EXCERPTED TEXT —

-- Start --

13,806 posts, read 9,720,669 times
Reputation: 5243
I think that it becomes an existential threat to the system when the system cannot live up to its often repeated mantra of opportunity for all those willing to play by the rules, educated themselves and those willing to work hard. I think that it serves the interest of the system to propagate the notion that failure in the system is the product of not following the rules and road map for success that is advertised. Thus, the people need to be led to believe that their failure is the result of personal causes and not systemic causes. People will seek to overturn the system if the system fails the people, but if people believe that their failure is their own fault, they will internalize the failure instead of externalizing the failure which threatens the system.

It’s a total farce that education is the solution to the problem of unemployment and poverty, because there is not enough demand in the economy for educated people, yet, that continues to be the mantra. Indeed I would go as far as to suggest that it would be in the systems interest to sabotage a certain percentage of the population to ensure that educated people do not become oversupplied in the economy because to oversupply educated people will create dissension when demand does not meet supply. Imagine millions of college educated adults each with tens of thousands of student loan debt to pay back but rather face unemployment or underemployment to the degree that they cannot get a return on their college investment. You will see such people take to the streets as they do in every country.

-- End --

MATERIAL —
-- Start --

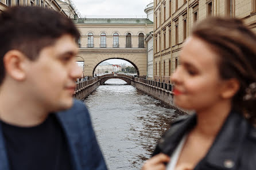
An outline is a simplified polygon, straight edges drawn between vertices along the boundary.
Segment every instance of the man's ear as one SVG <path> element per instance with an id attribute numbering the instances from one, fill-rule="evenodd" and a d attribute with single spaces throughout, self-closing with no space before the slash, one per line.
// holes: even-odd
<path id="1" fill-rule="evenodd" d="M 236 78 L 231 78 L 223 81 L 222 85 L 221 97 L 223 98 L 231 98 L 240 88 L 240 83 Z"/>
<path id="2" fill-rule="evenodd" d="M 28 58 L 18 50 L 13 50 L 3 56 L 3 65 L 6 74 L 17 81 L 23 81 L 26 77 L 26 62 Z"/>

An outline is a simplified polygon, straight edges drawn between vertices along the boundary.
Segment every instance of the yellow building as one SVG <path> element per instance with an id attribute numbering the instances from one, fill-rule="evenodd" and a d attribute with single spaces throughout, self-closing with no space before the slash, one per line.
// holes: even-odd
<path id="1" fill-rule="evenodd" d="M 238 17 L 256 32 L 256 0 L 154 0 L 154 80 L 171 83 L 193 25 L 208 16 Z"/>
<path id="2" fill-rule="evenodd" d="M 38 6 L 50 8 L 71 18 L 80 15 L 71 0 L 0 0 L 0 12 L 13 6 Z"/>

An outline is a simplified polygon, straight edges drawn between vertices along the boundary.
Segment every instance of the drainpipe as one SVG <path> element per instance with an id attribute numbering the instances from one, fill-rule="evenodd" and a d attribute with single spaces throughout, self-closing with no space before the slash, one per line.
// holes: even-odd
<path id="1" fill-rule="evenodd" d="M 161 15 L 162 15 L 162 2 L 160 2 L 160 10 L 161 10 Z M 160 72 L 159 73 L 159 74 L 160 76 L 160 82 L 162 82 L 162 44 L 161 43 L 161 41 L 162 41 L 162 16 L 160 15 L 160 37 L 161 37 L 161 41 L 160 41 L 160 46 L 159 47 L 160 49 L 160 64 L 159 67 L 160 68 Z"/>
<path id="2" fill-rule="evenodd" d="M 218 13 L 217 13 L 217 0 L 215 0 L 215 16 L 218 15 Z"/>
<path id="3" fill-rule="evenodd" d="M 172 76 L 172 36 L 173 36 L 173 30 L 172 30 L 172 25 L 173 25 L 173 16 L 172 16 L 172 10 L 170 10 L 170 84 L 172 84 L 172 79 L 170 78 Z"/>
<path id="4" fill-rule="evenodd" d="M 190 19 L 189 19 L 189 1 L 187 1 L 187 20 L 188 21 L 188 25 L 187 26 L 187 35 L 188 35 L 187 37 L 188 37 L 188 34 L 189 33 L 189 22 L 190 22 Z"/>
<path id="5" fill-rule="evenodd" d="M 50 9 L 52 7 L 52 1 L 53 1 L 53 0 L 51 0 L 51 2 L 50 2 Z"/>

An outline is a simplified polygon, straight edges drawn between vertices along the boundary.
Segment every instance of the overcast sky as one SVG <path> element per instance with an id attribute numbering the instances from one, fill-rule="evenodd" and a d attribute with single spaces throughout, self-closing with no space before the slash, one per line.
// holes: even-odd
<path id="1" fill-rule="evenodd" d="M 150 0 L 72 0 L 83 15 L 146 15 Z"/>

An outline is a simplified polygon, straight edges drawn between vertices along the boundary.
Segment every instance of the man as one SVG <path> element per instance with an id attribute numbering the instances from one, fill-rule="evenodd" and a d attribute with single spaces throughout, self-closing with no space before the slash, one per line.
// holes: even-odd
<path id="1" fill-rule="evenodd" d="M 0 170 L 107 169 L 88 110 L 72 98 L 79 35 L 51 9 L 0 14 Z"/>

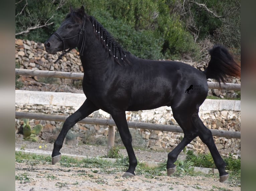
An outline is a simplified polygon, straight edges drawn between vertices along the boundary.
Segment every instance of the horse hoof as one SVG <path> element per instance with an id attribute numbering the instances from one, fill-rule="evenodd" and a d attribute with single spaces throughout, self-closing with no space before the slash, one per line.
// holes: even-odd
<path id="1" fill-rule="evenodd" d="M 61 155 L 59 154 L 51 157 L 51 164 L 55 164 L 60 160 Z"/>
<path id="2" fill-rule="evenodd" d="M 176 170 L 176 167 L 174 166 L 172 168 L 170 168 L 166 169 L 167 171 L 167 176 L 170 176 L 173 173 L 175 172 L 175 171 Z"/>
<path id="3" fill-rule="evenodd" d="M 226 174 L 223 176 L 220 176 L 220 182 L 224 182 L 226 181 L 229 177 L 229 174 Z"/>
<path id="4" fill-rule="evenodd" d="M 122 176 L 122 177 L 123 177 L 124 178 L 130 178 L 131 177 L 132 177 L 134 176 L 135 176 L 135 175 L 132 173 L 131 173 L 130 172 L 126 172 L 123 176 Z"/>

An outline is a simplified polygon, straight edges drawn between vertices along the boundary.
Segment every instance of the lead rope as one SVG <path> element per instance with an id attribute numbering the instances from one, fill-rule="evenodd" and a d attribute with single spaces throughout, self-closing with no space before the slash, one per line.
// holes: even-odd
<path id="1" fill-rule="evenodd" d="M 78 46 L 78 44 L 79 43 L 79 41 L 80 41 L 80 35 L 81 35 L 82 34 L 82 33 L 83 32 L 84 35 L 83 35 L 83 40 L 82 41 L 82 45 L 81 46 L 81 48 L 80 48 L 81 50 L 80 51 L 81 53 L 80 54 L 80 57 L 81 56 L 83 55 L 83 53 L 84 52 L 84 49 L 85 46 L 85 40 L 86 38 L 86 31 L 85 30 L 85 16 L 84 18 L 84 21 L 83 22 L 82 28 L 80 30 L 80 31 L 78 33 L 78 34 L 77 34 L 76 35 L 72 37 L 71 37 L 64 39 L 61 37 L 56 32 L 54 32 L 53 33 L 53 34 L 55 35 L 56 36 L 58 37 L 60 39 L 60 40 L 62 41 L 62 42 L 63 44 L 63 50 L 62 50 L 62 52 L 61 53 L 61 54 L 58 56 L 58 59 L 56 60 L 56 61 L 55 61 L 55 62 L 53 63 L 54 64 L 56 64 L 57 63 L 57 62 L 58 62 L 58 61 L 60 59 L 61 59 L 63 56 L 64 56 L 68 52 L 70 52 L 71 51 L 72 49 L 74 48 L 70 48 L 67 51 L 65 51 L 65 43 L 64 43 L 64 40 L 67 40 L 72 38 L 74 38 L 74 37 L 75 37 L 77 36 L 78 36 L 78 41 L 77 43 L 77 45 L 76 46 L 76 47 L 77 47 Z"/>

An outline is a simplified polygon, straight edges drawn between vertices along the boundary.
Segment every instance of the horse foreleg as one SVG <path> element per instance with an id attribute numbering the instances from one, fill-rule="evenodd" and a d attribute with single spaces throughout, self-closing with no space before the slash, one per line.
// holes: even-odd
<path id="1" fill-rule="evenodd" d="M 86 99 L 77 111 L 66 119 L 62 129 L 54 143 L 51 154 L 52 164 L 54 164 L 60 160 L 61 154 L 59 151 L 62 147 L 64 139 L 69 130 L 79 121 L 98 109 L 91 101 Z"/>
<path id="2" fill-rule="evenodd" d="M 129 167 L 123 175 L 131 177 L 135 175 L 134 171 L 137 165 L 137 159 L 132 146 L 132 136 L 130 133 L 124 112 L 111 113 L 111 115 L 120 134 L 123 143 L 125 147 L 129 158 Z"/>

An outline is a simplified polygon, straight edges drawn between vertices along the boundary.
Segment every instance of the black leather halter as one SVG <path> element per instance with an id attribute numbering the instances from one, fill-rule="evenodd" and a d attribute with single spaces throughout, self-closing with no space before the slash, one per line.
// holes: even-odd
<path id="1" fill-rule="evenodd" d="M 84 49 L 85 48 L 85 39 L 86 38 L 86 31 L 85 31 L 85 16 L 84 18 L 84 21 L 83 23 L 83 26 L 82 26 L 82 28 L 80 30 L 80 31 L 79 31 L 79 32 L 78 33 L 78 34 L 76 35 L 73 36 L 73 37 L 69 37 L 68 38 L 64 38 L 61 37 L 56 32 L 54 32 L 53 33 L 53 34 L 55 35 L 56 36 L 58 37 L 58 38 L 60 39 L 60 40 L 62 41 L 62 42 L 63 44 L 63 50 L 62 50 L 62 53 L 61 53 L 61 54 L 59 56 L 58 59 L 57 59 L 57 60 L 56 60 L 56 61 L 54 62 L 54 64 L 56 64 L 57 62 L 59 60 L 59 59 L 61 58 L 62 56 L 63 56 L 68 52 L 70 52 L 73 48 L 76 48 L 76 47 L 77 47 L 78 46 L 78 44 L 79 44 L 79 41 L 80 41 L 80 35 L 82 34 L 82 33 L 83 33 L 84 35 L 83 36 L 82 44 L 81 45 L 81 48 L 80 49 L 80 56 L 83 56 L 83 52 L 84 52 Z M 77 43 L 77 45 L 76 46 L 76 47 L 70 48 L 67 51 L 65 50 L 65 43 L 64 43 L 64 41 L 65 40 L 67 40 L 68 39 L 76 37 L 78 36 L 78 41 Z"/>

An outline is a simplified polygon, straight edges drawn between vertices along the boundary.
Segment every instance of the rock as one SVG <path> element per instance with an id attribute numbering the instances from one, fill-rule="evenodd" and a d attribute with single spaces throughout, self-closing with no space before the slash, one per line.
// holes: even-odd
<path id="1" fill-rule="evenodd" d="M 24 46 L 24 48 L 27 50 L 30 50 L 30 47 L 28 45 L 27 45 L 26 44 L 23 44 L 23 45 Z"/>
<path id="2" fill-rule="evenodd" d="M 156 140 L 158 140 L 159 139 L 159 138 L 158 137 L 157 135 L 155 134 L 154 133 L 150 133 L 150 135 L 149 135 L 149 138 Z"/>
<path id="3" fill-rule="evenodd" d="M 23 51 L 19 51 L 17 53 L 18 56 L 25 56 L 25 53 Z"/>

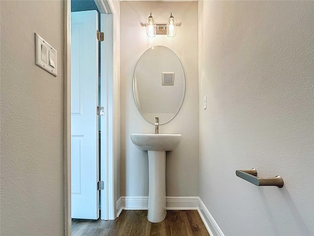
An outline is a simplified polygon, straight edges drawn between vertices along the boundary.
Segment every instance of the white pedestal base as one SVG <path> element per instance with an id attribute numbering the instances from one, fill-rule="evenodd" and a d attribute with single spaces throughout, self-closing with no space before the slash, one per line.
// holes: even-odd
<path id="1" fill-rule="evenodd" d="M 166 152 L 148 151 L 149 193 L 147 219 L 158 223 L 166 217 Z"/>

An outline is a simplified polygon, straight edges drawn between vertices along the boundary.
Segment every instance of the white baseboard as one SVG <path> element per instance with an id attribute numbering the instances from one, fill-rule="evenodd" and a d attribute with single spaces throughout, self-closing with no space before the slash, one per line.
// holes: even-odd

-- End --

EXERCISE DIRECTIONS —
Print the full forum post on education and systemic failure word for word. Work only from the forum post on education and systemic failure, not from the items.

CORRECT OUTPUT —
13,806 posts, read 9,720,669 times
Reputation: 5243
I think that it becomes an existential threat to the system when the system cannot live up to its often repeated mantra of opportunity for all those willing to play by the rules, educated themselves and those willing to work hard. I think that it serves the interest of the system to propagate the notion that failure in the system is the product of not following the rules and road map for success that is advertised. Thus, the people need to be led to believe that their failure is the result of personal causes and not systemic causes. People will seek to overturn the system if the system fails the people, but if people believe that their failure is their own fault, they will internalize the failure instead of externalizing the failure which threatens the system.

It’s a total farce that education is the solution to the problem of unemployment and poverty, because there is not enough demand in the economy for educated people, yet, that continues to be the mantra. Indeed I would go as far as to suggest that it would be in the systems interest to sabotage a certain percentage of the population to ensure that educated people do not become oversupplied in the economy because to oversupply educated people will create dissension when demand does not meet supply. Imagine millions of college educated adults each with tens of thousands of student loan debt to pay back but rather face unemployment or underemployment to the degree that they cannot get a return on their college investment. You will see such people take to the streets as they do in every country.